§ Task description:
Each entry below is to be restated word for word, with no pictures carried over.

§ Image point grounding data:
########

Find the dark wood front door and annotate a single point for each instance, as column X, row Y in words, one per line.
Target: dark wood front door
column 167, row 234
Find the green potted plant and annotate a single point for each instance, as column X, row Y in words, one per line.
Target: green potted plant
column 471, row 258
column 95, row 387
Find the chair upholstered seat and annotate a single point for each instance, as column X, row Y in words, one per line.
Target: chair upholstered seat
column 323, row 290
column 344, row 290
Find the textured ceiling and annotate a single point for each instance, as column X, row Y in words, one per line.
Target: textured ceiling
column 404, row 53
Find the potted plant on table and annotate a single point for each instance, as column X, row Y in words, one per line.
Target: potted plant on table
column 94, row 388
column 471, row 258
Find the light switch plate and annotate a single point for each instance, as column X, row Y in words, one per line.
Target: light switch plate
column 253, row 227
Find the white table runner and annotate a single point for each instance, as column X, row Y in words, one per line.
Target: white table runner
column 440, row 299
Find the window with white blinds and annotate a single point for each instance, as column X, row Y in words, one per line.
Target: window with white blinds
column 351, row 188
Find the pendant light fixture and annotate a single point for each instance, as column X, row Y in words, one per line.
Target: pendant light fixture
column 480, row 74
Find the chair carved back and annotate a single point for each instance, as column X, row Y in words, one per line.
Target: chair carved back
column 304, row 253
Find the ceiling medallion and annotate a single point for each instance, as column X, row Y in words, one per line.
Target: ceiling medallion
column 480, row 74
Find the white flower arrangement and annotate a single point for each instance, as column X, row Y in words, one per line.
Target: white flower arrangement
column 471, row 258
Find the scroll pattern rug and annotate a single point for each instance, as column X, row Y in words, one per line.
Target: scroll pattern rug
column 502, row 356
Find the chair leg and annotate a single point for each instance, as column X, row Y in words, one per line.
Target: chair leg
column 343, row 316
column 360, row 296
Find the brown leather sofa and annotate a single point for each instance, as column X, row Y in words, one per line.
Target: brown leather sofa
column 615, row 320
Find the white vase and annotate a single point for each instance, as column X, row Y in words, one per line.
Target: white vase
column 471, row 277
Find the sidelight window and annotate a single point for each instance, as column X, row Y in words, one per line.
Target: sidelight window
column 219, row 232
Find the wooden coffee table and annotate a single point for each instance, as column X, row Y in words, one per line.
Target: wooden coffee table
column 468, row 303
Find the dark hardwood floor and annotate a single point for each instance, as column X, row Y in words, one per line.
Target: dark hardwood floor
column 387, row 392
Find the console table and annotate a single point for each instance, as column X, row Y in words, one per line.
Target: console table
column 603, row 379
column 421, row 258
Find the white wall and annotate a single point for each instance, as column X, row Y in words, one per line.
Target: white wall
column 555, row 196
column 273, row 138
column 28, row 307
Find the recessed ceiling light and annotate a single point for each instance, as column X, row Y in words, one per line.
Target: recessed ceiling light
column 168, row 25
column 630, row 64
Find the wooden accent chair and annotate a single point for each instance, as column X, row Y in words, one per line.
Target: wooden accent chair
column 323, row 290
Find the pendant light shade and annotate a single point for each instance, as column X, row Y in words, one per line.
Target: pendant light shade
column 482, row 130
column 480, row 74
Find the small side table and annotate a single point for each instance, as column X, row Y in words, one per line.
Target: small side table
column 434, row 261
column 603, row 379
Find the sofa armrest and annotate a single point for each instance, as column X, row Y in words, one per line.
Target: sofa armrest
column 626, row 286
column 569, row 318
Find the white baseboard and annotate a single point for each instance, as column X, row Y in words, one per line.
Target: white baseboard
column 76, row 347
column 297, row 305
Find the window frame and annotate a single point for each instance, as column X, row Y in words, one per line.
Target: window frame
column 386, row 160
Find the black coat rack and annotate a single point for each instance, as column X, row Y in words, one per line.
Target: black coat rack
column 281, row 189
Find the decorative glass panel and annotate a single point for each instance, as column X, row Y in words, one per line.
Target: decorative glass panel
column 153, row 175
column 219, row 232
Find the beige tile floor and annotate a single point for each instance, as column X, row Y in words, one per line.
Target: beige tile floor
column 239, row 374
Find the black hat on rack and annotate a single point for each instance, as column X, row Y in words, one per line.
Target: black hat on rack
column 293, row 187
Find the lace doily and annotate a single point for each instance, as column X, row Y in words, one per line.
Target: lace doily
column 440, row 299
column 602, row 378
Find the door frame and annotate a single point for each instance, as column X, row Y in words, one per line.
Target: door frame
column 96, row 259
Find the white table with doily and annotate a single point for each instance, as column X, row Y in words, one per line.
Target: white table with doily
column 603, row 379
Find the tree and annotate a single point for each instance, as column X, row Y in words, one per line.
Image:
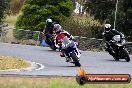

########

§ Reply:
Find the dark wood front door and annotate a single point for each instance, as column X, row Y in words, one per line.
Target: dark wood front door
column 167, row 234
Find the green potted plant and annotate a single point for each instance, as column X, row Y in words, one per line.
Target: green potted plant
column 471, row 258
column 95, row 387
Find the chair upholstered seat and annotate a single point for each instance, as column X, row Y in words, one per line.
Target: chair upholstered seat
column 323, row 290
column 344, row 290
Find the textured ceiling and annotate a single point for each instance, as column X, row Y in words, one per line.
Target: textured ceiling
column 404, row 53
Find the potted plant on table and annotate a single point for each instance, as column X, row Y in words, one per line.
Target: potted plant on table
column 94, row 388
column 471, row 258
Find the light switch plate and annotate a single point for each instance, as column X, row Y in words, one per line.
Target: light switch plate
column 253, row 227
Find the white table runner and annotate a single point for each instance, as column X, row Y in words, one per line.
Target: white table runner
column 440, row 299
Find the window with white blinds and annotate a single point for each instance, as column X, row Y in words, one per line.
Target: window with white blinds
column 351, row 188
Find the pendant light fixture and annotate a single point for each instance, as column X, row Y in words, one per line.
Target: pendant light fixture
column 480, row 74
Find the chair carved back and annotate a single point for each instance, as column X, row Y in words, one per line.
Target: chair carved back
column 304, row 253
Find the ceiling medallion and annotate a single point for each instance, as column X, row Y in words, one per line.
Target: ceiling medallion
column 480, row 74
Find the white flower arrangement and annotate a single point for each instance, as column X, row Y in words, one per line.
Target: white flower arrangement
column 471, row 258
Find the scroll pattern rug and annotate a single point for each instance, as column X, row Y in words, one per line.
Target: scroll pattern rug
column 502, row 356
Find the chair leg and annotate a single point for each instance, as column X, row Y in words, one per line.
Target: chair leg
column 343, row 316
column 360, row 296
Find the brown leather sofa and annotate a single point for each instance, as column X, row Y in words, one per line.
Target: brown leather sofa
column 615, row 320
Find the white vase and annotate a single point for each instance, as column X, row Y in words, one per line.
Target: white vase
column 471, row 277
Find the sidelight window and annotate a single point for each instance, as column X, row Y in words, one per line.
Target: sidelight window
column 219, row 232
Find the wooden coffee table and annotate a single point for each instance, as column X, row Y in words, one per line.
Target: wooden coffee table
column 468, row 303
Find the dark hardwood floor and annotate a single point for each instance, as column X, row Y in words, one per line.
Target: dark hardwood floor
column 387, row 392
Find the console table and annotate a single point for each instance, as column X, row Y in words, one per line.
Target: console table
column 603, row 379
column 421, row 258
Find the white wall and annotate a single point for each instance, as column X, row Y in words, one per line.
Target: white wall
column 555, row 196
column 273, row 138
column 28, row 307
Find the recessed ceiling light and annotate a single point for each instance, as column X, row Y in words, one per line.
Target: recessed ceiling light
column 168, row 25
column 630, row 64
Find the wooden accent chair and annotate a single point for each instance, as column X, row Y in words, one per line.
Target: wooden accent chair
column 323, row 290
Find the pendant light shade and annotate a single point for each instance, as column X, row Y in words, one per line.
Target: pendant light shade
column 482, row 130
column 480, row 74
Find the small side table and annotate a single point for each instance, as column X, row Y in words, one per line.
Target: small side table
column 434, row 261
column 603, row 379
Find the sofa armrest and annotate a single point for each instance, as column X, row Y in words, one per line.
Target: sofa armrest
column 626, row 286
column 569, row 318
Find the white baseboard and annotate a single point for each instance, as column X, row Y in words, one per line.
Target: white baseboard
column 76, row 347
column 297, row 305
Find the window frame and annotate a single point for each instance, as column X, row Y in words, one per line.
Target: window frame
column 386, row 160
Find the black coat rack and annotate a single point for each instance, as column X, row Y in words, one per line.
Target: black coat rack
column 281, row 189
Find the decorative glass panel and annotate a single point for each instance, as column X, row Y in words, one per line.
Target: decorative glass panel
column 153, row 175
column 219, row 232
Find the beige tile floor and annotate a single point for each instance, as column X, row Y in words, one per line.
Target: beige tile floor
column 239, row 374
Find the black hat on rack and annotate a single point for each instance, as column X, row Y in words, one per line.
Target: black hat on rack
column 293, row 187
Find the lace doily and annotate a single point for each instance, as column X, row Y in words, one per line.
Target: lace doily
column 440, row 299
column 602, row 378
Find the door frame and annotate a single point for each instance, as column X, row Y in words, one per line.
Target: door frame
column 96, row 259
Find the white table with doily and annotate a single point for each instance, as column X, row Y in words, one per line.
Target: white table with doily
column 603, row 379
Find the tree and annotate a single point for each instance, as column X, row Y in words, one per line.
Image:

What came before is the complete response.